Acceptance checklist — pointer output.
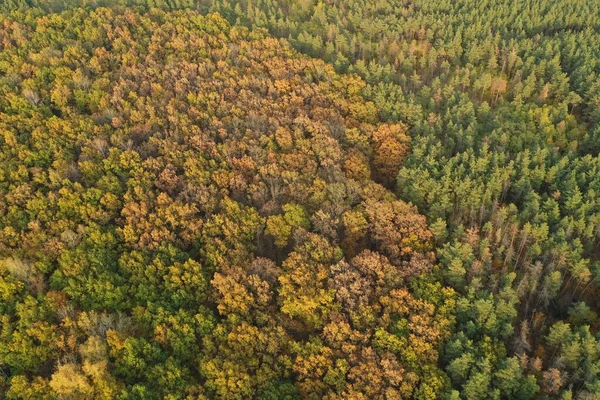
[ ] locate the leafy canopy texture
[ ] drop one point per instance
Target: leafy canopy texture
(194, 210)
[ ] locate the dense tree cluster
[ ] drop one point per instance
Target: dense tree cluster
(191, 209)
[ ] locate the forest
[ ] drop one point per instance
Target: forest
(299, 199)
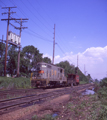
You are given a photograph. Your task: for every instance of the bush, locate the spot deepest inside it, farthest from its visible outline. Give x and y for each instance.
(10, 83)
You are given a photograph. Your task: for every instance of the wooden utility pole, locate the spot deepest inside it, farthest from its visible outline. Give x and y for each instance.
········
EXERCISE ▸
When you come to the line containing "[ ] locate the forest" in the records above, repeat that line and all lines after it exactly, but not the pictures.

ANSWER SECTION ▸
[ ] locate the forest
[ ] drop one point per instance
Target: forest
(299, 199)
You are given a photograph. Your task: for every instance of the bush, locate the spot deepest inside it, farthest from its visible outline. Give x and y for each instance.
(10, 83)
You are given a photograph. Your task: for every instance of the wooden utility pole, locate the spot deepest inside it, farthest from its visible outline. Give x and y for each instance.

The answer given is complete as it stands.